AIM: Count the lines in the items below that contain the word "boxes". Reply with that number alone.

** Start DATASET ENTRIES **

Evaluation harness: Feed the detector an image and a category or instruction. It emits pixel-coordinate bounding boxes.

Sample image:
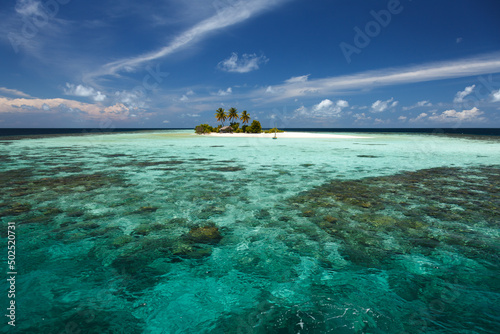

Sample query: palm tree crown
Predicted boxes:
[227,108,238,122]
[215,108,227,126]
[240,110,250,124]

** End DATASET ENTRIES **

FULL RESPONSE: 2